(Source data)
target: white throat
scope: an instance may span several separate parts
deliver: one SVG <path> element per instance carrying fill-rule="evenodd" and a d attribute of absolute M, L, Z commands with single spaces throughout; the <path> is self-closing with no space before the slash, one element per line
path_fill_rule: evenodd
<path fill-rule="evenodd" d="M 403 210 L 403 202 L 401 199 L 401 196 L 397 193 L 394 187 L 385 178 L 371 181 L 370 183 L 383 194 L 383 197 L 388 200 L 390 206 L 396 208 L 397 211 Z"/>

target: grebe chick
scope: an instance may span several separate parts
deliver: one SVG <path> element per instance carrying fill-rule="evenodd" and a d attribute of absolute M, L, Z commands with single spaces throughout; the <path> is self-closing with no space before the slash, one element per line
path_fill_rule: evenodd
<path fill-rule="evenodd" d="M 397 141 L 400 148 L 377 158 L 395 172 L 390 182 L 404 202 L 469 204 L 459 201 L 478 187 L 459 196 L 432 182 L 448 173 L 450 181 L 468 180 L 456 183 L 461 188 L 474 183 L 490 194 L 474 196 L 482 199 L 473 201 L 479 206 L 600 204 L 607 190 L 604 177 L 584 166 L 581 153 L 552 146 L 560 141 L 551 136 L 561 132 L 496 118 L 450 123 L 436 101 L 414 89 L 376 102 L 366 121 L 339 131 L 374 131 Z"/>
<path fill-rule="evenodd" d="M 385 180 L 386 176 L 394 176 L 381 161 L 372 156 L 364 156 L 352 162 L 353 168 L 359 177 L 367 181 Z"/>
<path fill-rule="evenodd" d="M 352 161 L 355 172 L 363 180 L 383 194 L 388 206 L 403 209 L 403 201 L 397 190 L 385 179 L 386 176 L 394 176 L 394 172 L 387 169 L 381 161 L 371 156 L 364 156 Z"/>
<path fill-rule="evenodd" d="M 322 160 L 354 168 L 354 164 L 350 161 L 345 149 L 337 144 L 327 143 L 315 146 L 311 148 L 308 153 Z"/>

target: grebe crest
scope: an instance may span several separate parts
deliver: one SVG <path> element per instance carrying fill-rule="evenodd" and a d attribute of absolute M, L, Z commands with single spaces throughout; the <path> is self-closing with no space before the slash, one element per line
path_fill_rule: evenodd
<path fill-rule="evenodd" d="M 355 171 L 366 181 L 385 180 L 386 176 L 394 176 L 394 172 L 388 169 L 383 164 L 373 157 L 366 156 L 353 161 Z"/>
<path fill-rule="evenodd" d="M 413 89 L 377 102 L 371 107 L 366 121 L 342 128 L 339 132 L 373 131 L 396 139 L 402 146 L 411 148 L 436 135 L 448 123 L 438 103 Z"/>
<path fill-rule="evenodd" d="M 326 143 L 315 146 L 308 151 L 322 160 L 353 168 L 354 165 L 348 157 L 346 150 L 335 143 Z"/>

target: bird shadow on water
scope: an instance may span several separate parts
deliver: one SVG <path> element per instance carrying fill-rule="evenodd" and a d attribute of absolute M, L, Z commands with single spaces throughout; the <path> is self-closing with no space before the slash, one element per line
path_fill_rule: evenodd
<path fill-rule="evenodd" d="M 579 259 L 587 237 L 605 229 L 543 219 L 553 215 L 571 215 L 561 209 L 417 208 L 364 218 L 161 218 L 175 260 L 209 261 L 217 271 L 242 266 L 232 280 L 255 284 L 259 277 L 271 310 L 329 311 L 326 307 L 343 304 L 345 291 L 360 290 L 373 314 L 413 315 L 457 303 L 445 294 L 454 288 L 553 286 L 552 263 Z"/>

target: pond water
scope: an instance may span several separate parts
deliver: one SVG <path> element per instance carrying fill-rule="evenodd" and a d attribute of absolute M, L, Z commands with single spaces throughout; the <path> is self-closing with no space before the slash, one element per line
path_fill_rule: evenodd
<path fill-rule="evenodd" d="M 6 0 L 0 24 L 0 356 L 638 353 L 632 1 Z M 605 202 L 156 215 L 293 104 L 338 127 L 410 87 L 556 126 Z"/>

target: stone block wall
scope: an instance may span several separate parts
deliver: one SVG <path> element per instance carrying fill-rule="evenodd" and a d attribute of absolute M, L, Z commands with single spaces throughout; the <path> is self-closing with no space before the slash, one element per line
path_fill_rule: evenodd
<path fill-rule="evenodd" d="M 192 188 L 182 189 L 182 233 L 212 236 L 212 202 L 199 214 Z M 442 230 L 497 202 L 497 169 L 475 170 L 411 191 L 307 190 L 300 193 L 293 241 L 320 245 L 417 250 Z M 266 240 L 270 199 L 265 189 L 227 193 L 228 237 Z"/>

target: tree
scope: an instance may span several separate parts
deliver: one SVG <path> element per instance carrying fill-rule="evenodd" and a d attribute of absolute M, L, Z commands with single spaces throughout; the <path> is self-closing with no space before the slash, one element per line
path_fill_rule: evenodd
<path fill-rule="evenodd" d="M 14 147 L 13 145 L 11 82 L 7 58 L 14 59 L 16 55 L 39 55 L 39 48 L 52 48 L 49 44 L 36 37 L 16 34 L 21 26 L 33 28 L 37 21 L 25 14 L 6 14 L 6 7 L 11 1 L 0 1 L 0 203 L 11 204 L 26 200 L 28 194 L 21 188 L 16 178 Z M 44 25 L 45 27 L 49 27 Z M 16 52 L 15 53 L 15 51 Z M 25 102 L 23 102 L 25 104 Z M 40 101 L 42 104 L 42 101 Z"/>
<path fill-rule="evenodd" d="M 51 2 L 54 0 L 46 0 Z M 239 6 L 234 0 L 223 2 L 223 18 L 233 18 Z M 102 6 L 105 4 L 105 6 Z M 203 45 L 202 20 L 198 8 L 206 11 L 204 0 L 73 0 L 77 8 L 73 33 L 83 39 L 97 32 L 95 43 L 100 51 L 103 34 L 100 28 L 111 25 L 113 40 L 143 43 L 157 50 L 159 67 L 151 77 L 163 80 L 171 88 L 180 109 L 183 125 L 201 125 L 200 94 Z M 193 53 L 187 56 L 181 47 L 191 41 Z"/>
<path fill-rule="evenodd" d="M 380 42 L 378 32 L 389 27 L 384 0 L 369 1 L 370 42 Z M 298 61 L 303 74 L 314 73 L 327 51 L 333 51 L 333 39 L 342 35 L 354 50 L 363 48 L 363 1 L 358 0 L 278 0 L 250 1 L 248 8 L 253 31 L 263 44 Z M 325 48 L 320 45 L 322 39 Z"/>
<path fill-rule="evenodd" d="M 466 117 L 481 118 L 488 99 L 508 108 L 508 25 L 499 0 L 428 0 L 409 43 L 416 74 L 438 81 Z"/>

**AIM:** Edit the items above so that every occurrence of "separate parts" reads "disconnected parts". Keep every other character unchanged.

**SOLUTION:**
target: white throat
scope: an instance may span several disconnected parts
deliver: one SVG <path> element per instance carrying fill-rule="evenodd" and a d attribute of absolute M, L, Z commands with single spaces throughout; the <path> is self-closing with no space before the slash, one element per line
path_fill_rule: evenodd
<path fill-rule="evenodd" d="M 403 210 L 403 202 L 401 199 L 401 196 L 397 193 L 394 187 L 385 178 L 371 181 L 370 183 L 383 194 L 383 197 L 388 200 L 390 206 L 396 208 L 397 211 Z"/>

target: grebe chick
scope: an instance may span several disconnected parts
deliver: one SVG <path> element per instance carrying fill-rule="evenodd" and a d attribute of absolute M, L, Z commands with single spaces throughout; the <path> is self-closing with no space before the slash, one element per line
path_fill_rule: evenodd
<path fill-rule="evenodd" d="M 397 141 L 400 148 L 377 158 L 395 172 L 390 182 L 404 202 L 469 204 L 459 201 L 478 187 L 459 196 L 432 182 L 448 173 L 450 181 L 468 180 L 456 183 L 461 188 L 474 183 L 490 194 L 474 196 L 482 199 L 473 201 L 479 206 L 600 204 L 607 190 L 604 177 L 584 166 L 581 153 L 552 146 L 560 141 L 551 136 L 561 132 L 496 118 L 450 123 L 436 101 L 414 89 L 376 102 L 366 121 L 339 131 L 374 131 Z"/>
<path fill-rule="evenodd" d="M 385 180 L 386 176 L 394 176 L 381 161 L 372 156 L 364 156 L 352 162 L 353 168 L 359 177 L 367 181 Z"/>
<path fill-rule="evenodd" d="M 352 161 L 355 172 L 363 180 L 383 194 L 388 206 L 403 209 L 403 201 L 397 190 L 385 179 L 386 176 L 394 176 L 394 172 L 387 169 L 381 161 L 371 156 L 364 156 Z"/>
<path fill-rule="evenodd" d="M 322 160 L 354 168 L 354 164 L 350 161 L 345 149 L 337 144 L 327 143 L 315 146 L 311 148 L 308 153 Z"/>

target: grebe crest
scope: an instance may span several disconnected parts
deliver: one SVG <path> element per instance carrying fill-rule="evenodd" and a d attribute of absolute M, L, Z commands with single spaces throughout; the <path> is self-closing with no space before the slash, one element per line
path_fill_rule: evenodd
<path fill-rule="evenodd" d="M 355 171 L 366 181 L 385 180 L 386 176 L 394 176 L 394 172 L 388 169 L 383 164 L 373 157 L 366 156 L 353 161 Z"/>
<path fill-rule="evenodd" d="M 413 89 L 377 102 L 371 107 L 366 121 L 342 128 L 339 132 L 373 131 L 396 139 L 402 146 L 411 148 L 436 135 L 448 123 L 438 103 Z"/>
<path fill-rule="evenodd" d="M 326 143 L 315 146 L 308 151 L 322 160 L 353 168 L 354 165 L 348 157 L 346 150 L 335 143 Z"/>

target: bird shadow on water
scope: an instance may span several disconnected parts
deliver: one SVG <path> element per instance carrying fill-rule="evenodd" and a d attribute of absolute M, L, Z commands with single spaces throughout; the <path> is self-closing with no space before the slash, one element per line
path_fill_rule: evenodd
<path fill-rule="evenodd" d="M 579 259 L 587 237 L 605 229 L 543 219 L 553 215 L 571 215 L 561 209 L 417 208 L 364 218 L 161 218 L 175 260 L 209 261 L 217 271 L 242 266 L 232 280 L 255 284 L 259 277 L 271 310 L 329 311 L 326 307 L 343 304 L 345 291 L 360 290 L 373 314 L 413 315 L 457 303 L 445 294 L 454 288 L 553 286 L 552 263 Z"/>

target: pond water
scope: an instance may span several disconnected parts
deliver: one SVG <path> element per instance carrying fill-rule="evenodd" and a d attribute of absolute M, L, Z commands with single spaces throughout; the <path> is self-closing with no space before the slash, one element per line
path_fill_rule: evenodd
<path fill-rule="evenodd" d="M 6 0 L 0 24 L 0 356 L 638 353 L 632 1 Z M 605 202 L 156 215 L 293 104 L 338 127 L 410 87 L 556 126 Z"/>

target: stone block wall
scope: an instance may span several disconnected parts
deliver: one SVG <path> element per instance carrying fill-rule="evenodd" and a d attribute of absolute M, L, Z commands with single spaces throughout; the <path> is self-closing with no space before the slash, one element per line
path_fill_rule: evenodd
<path fill-rule="evenodd" d="M 192 188 L 182 189 L 182 233 L 212 236 L 212 202 L 199 214 Z M 442 230 L 497 202 L 497 169 L 475 170 L 411 191 L 307 190 L 300 193 L 293 241 L 320 245 L 417 250 Z M 266 240 L 270 199 L 265 189 L 227 193 L 228 237 Z"/>

target: tree
scope: an instance may span several disconnected parts
deliver: one SVG <path> element per instance carrying fill-rule="evenodd" and a d attribute of absolute M, L, Z commands with single spaces throughout; the <path> is self-closing with no space before the slash, one element per line
path_fill_rule: evenodd
<path fill-rule="evenodd" d="M 14 147 L 13 145 L 11 82 L 7 58 L 14 59 L 16 55 L 39 55 L 39 48 L 52 48 L 49 44 L 36 37 L 16 34 L 21 26 L 33 28 L 37 21 L 25 14 L 6 14 L 6 7 L 11 1 L 0 1 L 0 203 L 11 204 L 26 200 L 28 194 L 21 188 L 16 178 Z M 44 25 L 45 27 L 49 27 Z M 16 52 L 15 53 L 15 51 Z M 25 102 L 23 102 L 25 104 Z M 40 101 L 42 104 L 42 101 Z"/>
<path fill-rule="evenodd" d="M 51 2 L 54 0 L 46 0 Z M 239 6 L 234 0 L 223 2 L 223 18 L 233 18 Z M 102 6 L 105 4 L 105 6 Z M 203 45 L 202 20 L 198 8 L 206 11 L 204 0 L 73 0 L 77 8 L 73 33 L 83 39 L 97 32 L 95 43 L 100 51 L 103 34 L 100 28 L 111 25 L 113 40 L 143 43 L 157 50 L 159 67 L 151 77 L 163 80 L 171 88 L 180 109 L 183 125 L 201 125 L 200 94 Z M 193 53 L 187 56 L 181 47 L 191 41 Z"/>
<path fill-rule="evenodd" d="M 380 42 L 378 32 L 389 27 L 384 0 L 369 1 L 370 42 Z M 298 61 L 303 74 L 314 73 L 327 51 L 333 51 L 333 39 L 342 35 L 354 50 L 363 48 L 363 1 L 358 0 L 278 0 L 250 1 L 248 8 L 253 31 L 263 44 Z M 325 48 L 320 45 L 322 39 Z"/>
<path fill-rule="evenodd" d="M 466 117 L 481 118 L 488 99 L 508 108 L 508 25 L 499 0 L 428 0 L 409 43 L 416 74 L 438 81 Z"/>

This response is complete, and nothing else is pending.